#### [Task goal]
Copy out the lines below word for word, omitting the pictures from your answer.

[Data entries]
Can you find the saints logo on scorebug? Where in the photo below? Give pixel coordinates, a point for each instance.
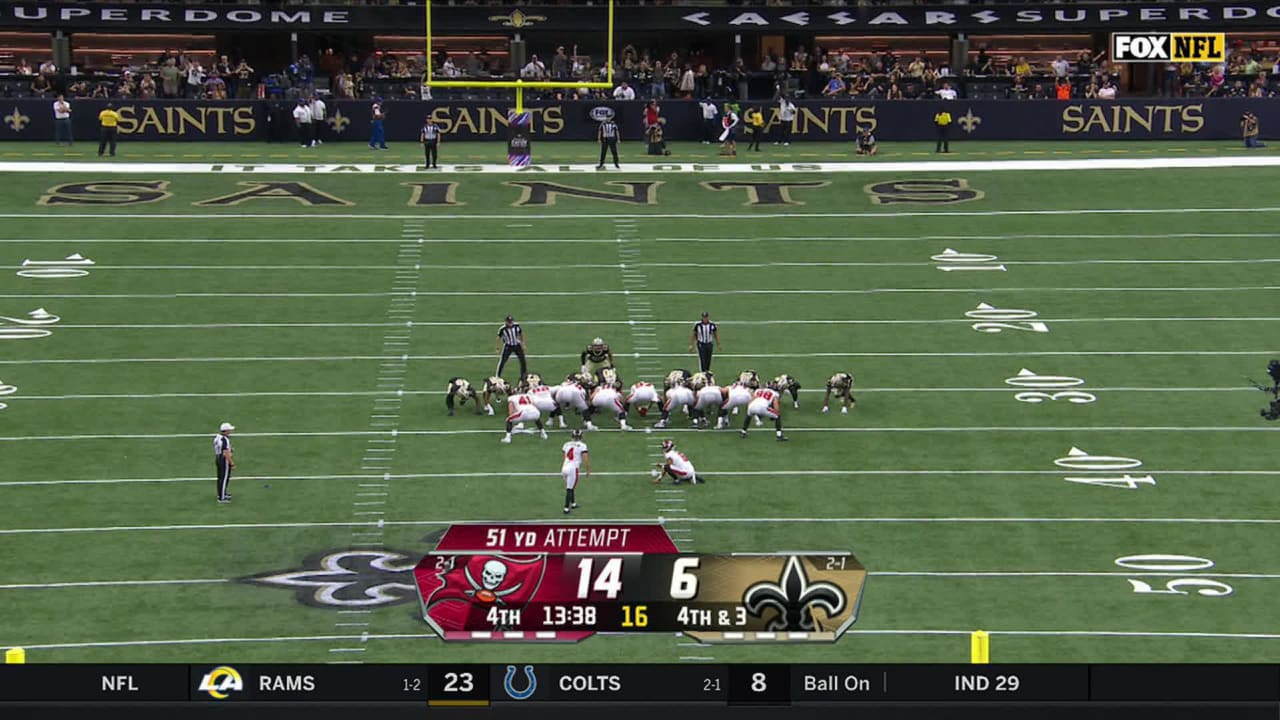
(794, 598)
(348, 578)
(222, 682)
(16, 121)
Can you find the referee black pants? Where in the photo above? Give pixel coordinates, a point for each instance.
(507, 351)
(704, 355)
(612, 146)
(224, 477)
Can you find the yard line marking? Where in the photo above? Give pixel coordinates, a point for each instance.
(624, 474)
(690, 519)
(681, 355)
(896, 429)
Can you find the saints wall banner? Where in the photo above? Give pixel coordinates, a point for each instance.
(824, 121)
(878, 19)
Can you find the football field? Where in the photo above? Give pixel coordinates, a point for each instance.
(1054, 437)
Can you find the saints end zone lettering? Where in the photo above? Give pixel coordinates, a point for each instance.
(923, 192)
(539, 192)
(106, 192)
(766, 192)
(272, 190)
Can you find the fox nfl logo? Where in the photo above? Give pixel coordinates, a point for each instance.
(1169, 46)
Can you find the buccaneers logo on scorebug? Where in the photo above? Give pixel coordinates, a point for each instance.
(467, 587)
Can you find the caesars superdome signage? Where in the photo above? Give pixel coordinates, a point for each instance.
(883, 19)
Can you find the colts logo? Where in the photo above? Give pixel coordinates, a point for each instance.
(222, 682)
(16, 121)
(529, 677)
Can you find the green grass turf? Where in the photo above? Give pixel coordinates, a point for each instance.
(938, 469)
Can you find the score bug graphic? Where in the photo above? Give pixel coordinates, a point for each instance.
(566, 597)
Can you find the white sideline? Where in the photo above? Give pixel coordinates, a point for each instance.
(408, 169)
(668, 520)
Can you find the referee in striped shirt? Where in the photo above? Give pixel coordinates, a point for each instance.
(608, 137)
(705, 333)
(223, 460)
(511, 341)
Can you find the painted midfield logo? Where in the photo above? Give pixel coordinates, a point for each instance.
(16, 121)
(794, 598)
(517, 19)
(348, 578)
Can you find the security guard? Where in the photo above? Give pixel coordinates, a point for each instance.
(109, 122)
(608, 137)
(705, 332)
(511, 341)
(223, 460)
(430, 140)
(942, 121)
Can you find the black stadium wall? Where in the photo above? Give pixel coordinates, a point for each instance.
(890, 121)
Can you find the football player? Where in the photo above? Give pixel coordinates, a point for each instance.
(458, 392)
(607, 396)
(840, 384)
(641, 397)
(786, 383)
(680, 396)
(497, 388)
(597, 356)
(521, 409)
(708, 399)
(570, 393)
(766, 404)
(735, 396)
(676, 465)
(575, 458)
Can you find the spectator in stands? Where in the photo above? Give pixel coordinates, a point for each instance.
(534, 69)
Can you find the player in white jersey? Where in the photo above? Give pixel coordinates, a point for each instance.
(734, 396)
(641, 397)
(766, 404)
(576, 459)
(679, 396)
(708, 399)
(676, 465)
(607, 397)
(521, 409)
(570, 393)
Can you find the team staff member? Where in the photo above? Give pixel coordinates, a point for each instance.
(942, 122)
(705, 332)
(607, 135)
(511, 341)
(430, 140)
(576, 458)
(223, 460)
(109, 124)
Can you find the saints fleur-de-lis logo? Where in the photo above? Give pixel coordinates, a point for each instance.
(794, 598)
(16, 121)
(338, 122)
(348, 578)
(517, 19)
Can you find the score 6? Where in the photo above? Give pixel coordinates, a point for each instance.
(684, 584)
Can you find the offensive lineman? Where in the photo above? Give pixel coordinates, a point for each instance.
(764, 404)
(676, 465)
(840, 384)
(575, 458)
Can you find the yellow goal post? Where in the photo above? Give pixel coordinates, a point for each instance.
(519, 83)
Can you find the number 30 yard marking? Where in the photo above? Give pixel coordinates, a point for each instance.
(1203, 587)
(986, 311)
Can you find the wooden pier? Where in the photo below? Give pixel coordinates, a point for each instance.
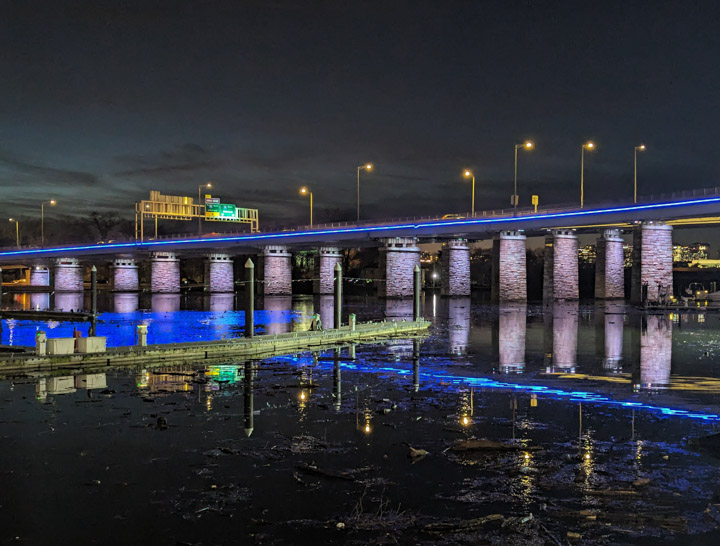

#### [Finished task]
Can you find the saints logo on scorebug? Where in the photo below? Give pixel coordinates, a point for each instance.
(794, 598)
(348, 578)
(222, 682)
(16, 121)
Can you find the referee black pants? Where in the photo above? Give pixel coordinates, a point for each instance.
(507, 351)
(704, 355)
(612, 146)
(224, 477)
Can you find the yard line marking? Where in the photo above? Give pixel coordinates, a point for each instance.
(624, 474)
(690, 519)
(681, 355)
(896, 429)
Can you find the saints wall banner? Where in the photo above? Give pixel coordinates, a point for each instance.
(824, 121)
(878, 19)
Can you find the football field? Where in the photo above? Give pixel coordinates, a point for each instance.
(1054, 437)
Can you find the saints end zone lettering? Where in the photo above? Give pixel coordinates, a point for each instance.
(923, 192)
(539, 192)
(106, 192)
(766, 192)
(272, 190)
Can you find the fox nfl logo? Where in the photo above? Give pixel coordinates, a point for each instance.
(1169, 46)
Can you find the buccaneers logo on scorebug? Where in the photo above? Give pixel coordinates, a point for each instance.
(467, 587)
Can you find the caesars superdome signage? Where in the photo above? Give pixel coordinates, a point for each instance.
(883, 19)
Can you find the colts logo? Where in the photo above? Give pixel coordinates, a point for each instance.
(222, 682)
(16, 121)
(529, 677)
Can you find the green grass turf? Where in the photo above? Give pixel coordinates, a point for each instance.
(938, 469)
Can you find the score bug graphic? Where in the photo above? Give pixel coordinates, a point for each instance.
(566, 597)
Can you find the white sideline? Where in the photo above? Give pixel coordinates, a point for each instance.
(408, 169)
(668, 520)
Can you find the referee in striped shirt? Where in the photo above? Give pixel coordinates, a point for each instance.
(608, 137)
(705, 333)
(223, 460)
(511, 341)
Can you find the painted midfield logo? Where in the photo above? Give pixel coordinates, a point for each instance.
(16, 121)
(794, 598)
(517, 19)
(348, 578)
Can you find the security guard? Where in the photo above? Give pixel coordinates, a point for each instance.
(109, 122)
(608, 137)
(705, 332)
(511, 341)
(223, 460)
(430, 140)
(942, 121)
Can you find the black stadium wall? Where in the photo above? Give pixel coordinates, a point for each instance.
(890, 121)
Can you find the football player? Where in the photo above? Give pixel coordinates, a point for each instance.
(458, 392)
(607, 396)
(840, 384)
(641, 397)
(786, 383)
(680, 396)
(497, 388)
(597, 356)
(521, 409)
(708, 399)
(570, 393)
(766, 404)
(735, 396)
(676, 465)
(575, 458)
Can you find the spectator in stands? Where in the photo above? Give pixel coordinates, a point for each instance.
(534, 69)
Can you find the player in white jersey? Where in the photo above? Give pixel coordinates, a point for each instance.
(734, 396)
(641, 397)
(766, 404)
(576, 459)
(679, 396)
(708, 399)
(676, 465)
(607, 397)
(521, 409)
(570, 393)
Can you find the team staff member? Where in the photo above? Give pixel coordinates, a point for each instance.
(942, 122)
(705, 332)
(607, 135)
(511, 341)
(430, 140)
(576, 458)
(223, 460)
(109, 124)
Can you find the saints fleur-de-lis logo? Where in the photo above? Give pixel coordinates, a point for each instance.
(794, 598)
(16, 121)
(338, 122)
(348, 578)
(517, 19)
Can you find the score 6? Where in the photo above? Give pixel coordinates, a point for each instance.
(684, 584)
Can you find the offensive lineman? Where in the photo above? Give pixel coordinates, a point for each instance.
(764, 404)
(676, 465)
(840, 384)
(575, 458)
Can you find the yellow goal post? Where in the photo above? Give pixel coordinates, a point for each instance.
(519, 83)
Can you find the number 30 yard marking? Where in the photo above? Give pixel coordinates, a point for each instance.
(1203, 587)
(986, 311)
Can you find the wooden pier? Where in the photo below? Give pixel coordinates, a point for each instance.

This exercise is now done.